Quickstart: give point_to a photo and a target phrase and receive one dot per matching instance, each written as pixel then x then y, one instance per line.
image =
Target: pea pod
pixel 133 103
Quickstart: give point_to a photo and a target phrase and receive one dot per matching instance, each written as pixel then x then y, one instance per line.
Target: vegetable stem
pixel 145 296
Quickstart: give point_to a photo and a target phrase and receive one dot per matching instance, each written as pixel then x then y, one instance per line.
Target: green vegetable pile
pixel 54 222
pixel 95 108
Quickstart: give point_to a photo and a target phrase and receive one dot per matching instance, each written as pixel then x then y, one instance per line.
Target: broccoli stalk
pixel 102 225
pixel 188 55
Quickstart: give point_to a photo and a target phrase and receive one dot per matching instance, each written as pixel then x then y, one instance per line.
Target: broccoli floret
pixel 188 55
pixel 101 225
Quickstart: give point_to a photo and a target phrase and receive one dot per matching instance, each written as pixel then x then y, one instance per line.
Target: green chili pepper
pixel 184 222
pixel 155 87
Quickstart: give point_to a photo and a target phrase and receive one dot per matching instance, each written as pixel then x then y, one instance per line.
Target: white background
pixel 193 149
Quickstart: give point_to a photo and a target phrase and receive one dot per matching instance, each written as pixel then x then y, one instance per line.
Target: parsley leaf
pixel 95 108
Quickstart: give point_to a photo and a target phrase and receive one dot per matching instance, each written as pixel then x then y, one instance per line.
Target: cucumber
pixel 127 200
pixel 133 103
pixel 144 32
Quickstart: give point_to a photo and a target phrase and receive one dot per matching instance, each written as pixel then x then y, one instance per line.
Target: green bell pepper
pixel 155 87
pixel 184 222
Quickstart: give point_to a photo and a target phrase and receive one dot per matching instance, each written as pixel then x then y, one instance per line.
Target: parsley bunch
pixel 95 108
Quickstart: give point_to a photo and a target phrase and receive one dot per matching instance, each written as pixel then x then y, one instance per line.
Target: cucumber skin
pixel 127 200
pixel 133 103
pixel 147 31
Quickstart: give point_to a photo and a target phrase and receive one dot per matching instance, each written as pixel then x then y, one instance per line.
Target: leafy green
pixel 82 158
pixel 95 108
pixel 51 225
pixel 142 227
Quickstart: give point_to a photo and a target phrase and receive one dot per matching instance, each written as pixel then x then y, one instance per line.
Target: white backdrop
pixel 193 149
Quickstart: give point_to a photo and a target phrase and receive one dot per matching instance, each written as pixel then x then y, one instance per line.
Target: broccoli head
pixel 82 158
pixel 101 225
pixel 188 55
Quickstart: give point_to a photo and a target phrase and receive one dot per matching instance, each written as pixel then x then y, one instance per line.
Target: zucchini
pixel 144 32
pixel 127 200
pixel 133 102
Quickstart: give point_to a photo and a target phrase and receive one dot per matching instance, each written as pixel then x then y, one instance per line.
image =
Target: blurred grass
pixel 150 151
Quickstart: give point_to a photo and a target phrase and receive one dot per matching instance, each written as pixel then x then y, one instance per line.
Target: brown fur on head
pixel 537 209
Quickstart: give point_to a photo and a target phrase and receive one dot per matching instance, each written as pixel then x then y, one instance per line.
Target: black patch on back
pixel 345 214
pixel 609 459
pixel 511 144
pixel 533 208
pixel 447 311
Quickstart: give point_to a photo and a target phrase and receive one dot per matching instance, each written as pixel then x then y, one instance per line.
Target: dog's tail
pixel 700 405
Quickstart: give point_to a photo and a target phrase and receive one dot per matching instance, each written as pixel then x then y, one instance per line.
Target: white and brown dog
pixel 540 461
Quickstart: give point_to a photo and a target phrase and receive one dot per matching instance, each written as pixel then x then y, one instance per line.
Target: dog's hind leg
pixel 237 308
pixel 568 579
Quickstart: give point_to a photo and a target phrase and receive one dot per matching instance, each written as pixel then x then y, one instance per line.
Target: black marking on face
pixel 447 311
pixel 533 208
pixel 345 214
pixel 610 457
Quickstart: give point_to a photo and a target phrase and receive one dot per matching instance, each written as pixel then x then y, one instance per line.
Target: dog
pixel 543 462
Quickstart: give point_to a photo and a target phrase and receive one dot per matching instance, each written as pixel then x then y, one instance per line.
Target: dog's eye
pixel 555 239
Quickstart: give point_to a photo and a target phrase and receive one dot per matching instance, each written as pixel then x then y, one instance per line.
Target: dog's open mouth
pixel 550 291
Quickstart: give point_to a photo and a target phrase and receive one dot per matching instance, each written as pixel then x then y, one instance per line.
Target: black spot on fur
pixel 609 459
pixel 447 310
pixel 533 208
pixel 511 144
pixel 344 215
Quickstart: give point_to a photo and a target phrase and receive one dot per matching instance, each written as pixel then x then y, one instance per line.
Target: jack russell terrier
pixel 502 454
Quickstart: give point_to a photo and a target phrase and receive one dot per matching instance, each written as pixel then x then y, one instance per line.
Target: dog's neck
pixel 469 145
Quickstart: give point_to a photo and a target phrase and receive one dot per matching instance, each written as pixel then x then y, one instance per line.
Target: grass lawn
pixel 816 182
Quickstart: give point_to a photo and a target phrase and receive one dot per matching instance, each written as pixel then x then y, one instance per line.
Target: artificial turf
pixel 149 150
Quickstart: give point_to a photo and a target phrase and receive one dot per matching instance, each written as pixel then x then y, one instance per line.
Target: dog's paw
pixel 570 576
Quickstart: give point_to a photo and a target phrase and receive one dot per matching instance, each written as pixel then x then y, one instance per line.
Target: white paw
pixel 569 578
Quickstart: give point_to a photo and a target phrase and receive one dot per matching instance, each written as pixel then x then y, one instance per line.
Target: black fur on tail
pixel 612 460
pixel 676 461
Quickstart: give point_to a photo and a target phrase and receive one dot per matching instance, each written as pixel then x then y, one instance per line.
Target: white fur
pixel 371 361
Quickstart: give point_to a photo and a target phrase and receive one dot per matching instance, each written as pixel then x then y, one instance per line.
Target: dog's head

* **Work instructions**: Extract every line of the rows above that contains the word "vegetable".

* **Task answer**:
Target: vegetable stem
Target: green vegetable pile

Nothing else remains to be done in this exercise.